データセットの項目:

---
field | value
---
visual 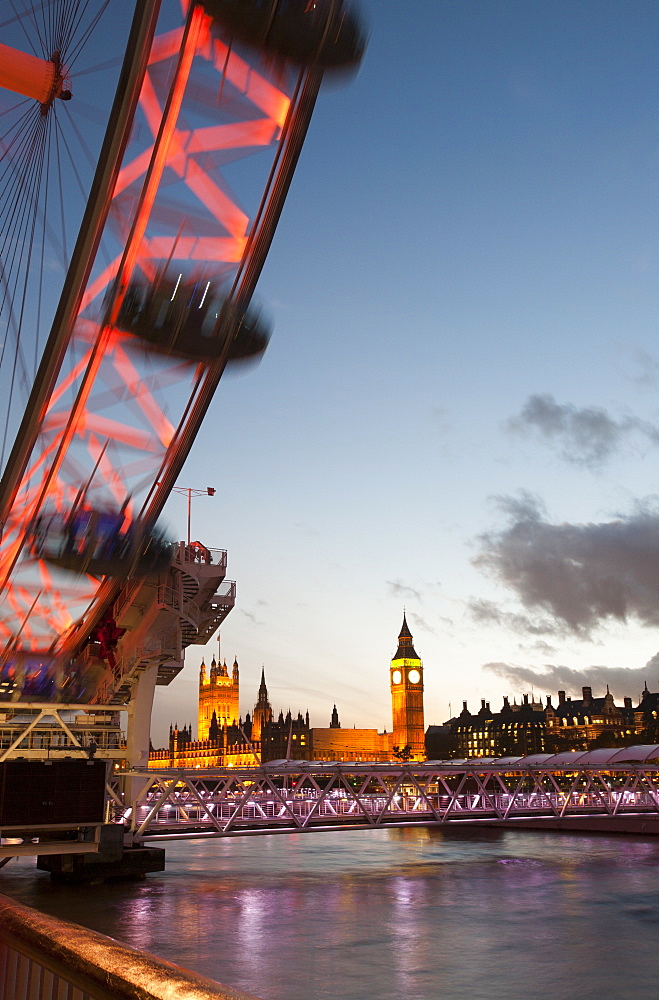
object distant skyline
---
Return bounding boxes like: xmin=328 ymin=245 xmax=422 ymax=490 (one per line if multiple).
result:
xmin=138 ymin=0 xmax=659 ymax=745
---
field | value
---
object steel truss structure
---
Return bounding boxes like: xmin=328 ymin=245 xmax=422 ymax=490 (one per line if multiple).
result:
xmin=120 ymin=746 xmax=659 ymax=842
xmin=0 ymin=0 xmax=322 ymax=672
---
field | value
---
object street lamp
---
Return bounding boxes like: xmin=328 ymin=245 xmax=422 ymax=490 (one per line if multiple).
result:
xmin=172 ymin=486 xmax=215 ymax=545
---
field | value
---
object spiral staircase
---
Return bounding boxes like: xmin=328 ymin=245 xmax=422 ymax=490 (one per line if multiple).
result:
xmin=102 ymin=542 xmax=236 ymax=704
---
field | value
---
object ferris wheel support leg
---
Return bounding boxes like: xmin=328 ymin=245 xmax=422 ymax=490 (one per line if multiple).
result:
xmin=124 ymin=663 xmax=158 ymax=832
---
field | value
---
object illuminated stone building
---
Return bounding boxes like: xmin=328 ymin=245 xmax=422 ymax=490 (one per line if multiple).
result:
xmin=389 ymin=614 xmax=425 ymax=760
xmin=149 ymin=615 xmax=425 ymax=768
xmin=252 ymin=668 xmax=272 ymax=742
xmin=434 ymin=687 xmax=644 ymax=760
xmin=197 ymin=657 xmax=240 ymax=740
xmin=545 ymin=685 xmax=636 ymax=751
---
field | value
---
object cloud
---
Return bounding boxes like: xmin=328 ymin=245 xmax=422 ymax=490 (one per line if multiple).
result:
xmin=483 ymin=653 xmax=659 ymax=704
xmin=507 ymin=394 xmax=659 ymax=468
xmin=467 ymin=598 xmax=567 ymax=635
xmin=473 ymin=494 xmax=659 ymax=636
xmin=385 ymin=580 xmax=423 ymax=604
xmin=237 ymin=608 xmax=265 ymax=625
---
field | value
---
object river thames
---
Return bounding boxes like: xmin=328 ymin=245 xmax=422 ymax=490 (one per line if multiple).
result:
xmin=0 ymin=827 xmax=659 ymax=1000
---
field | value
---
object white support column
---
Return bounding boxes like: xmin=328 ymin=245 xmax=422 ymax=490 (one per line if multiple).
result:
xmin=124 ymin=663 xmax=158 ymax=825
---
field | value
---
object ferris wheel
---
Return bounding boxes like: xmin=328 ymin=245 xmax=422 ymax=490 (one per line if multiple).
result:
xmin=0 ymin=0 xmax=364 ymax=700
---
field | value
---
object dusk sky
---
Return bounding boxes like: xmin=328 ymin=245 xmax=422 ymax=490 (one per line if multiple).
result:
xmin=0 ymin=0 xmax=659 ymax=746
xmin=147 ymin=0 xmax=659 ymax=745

## [与えられた課題]
上の素材から、文字列「ferris」を含む行をすべて抜き出す。

## [完成した課題]
object ferris wheel support leg
object ferris wheel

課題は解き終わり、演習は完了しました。